◆ **Your assignment**:
Output, word for word, the lines of this listing that fall between the line with "In this picture, where can the pilot's headset" and the line with "In this picture, where can the street", counting both of those lines, and no others.

(Beginning of The data)

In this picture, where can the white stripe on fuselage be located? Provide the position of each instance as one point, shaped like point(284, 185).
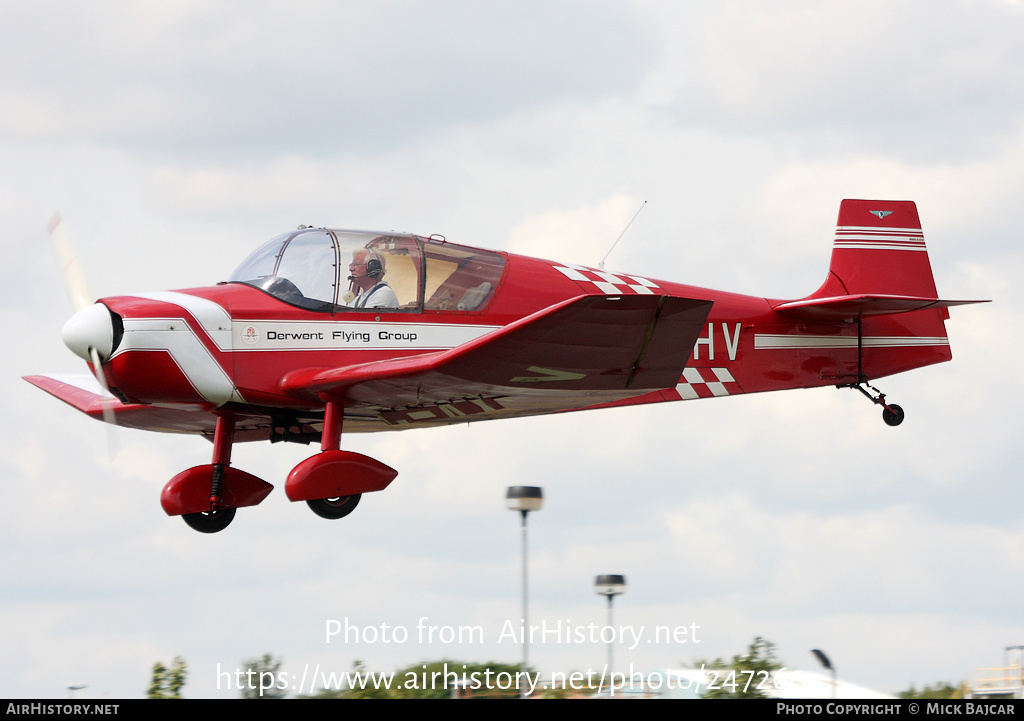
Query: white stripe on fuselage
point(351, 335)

(End of The data)
(Beginning of The data)

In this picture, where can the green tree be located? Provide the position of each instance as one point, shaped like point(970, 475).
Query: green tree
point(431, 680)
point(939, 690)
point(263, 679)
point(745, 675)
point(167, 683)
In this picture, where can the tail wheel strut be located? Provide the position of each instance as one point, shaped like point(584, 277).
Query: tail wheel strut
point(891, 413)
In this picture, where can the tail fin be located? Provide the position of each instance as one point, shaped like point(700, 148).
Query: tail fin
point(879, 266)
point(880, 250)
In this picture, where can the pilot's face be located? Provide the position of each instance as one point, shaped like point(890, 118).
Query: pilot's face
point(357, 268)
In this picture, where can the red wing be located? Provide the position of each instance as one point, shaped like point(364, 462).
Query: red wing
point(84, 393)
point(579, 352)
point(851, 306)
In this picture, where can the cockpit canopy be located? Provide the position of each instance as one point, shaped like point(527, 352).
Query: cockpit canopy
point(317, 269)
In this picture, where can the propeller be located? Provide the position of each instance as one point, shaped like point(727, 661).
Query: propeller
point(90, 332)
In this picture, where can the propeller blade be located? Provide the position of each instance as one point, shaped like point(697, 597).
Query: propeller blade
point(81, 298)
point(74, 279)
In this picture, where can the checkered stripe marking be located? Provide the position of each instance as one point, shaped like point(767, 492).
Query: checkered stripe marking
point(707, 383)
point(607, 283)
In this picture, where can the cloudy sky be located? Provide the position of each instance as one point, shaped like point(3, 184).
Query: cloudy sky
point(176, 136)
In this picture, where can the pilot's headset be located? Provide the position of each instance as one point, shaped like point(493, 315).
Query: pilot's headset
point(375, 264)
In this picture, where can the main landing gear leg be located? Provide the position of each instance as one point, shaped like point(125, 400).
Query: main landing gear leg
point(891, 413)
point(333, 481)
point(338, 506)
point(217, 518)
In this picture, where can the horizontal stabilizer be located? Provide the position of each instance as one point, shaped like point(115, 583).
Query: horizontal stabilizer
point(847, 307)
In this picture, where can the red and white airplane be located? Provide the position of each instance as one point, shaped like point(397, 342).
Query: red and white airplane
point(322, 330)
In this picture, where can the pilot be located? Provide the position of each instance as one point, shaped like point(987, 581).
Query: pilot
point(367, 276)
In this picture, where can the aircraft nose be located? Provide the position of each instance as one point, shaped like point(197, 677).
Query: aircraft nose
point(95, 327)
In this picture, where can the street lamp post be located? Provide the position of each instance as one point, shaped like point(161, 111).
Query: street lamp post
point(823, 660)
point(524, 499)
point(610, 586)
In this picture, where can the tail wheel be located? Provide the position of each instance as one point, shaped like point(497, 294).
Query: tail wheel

(End of The data)
(Beginning of The data)

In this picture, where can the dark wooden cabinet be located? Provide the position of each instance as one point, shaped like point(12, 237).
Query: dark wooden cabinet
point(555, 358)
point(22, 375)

(End of The data)

◆ **Solution below**:
In this picture, where can the pilot's headset be located? Provide the position of each instance as one point, shaped like point(493, 315).
Query: pilot's headset
point(375, 264)
In this picture, where can the main landing gear leg be located? Provide the position of each instance as one point, shaped like point(125, 400).
Query: main landing gear leg
point(891, 413)
point(333, 481)
point(338, 506)
point(217, 518)
In this picture, where can the horizontal stabilizer be located? Provide the position of each instance as one point, shaped like point(115, 583).
Query: horizontal stabilizer
point(847, 307)
In this picture, where can the red and white airplane be located? Provide the position of each instance as one point, shaped like point(397, 342).
Query: red and white airplane
point(322, 330)
In this picture, where can the pilot be located? Provide the position of each instance as one point, shaped like point(987, 581).
Query: pilot
point(367, 276)
In this picture, where can the aircraft nose be located? Provide the position of each instance as one point, shaped like point(197, 677).
Query: aircraft nose
point(95, 327)
In this picture, where can the street lamp post be located? Provide the position of each instance as one point, shaped like point(161, 111).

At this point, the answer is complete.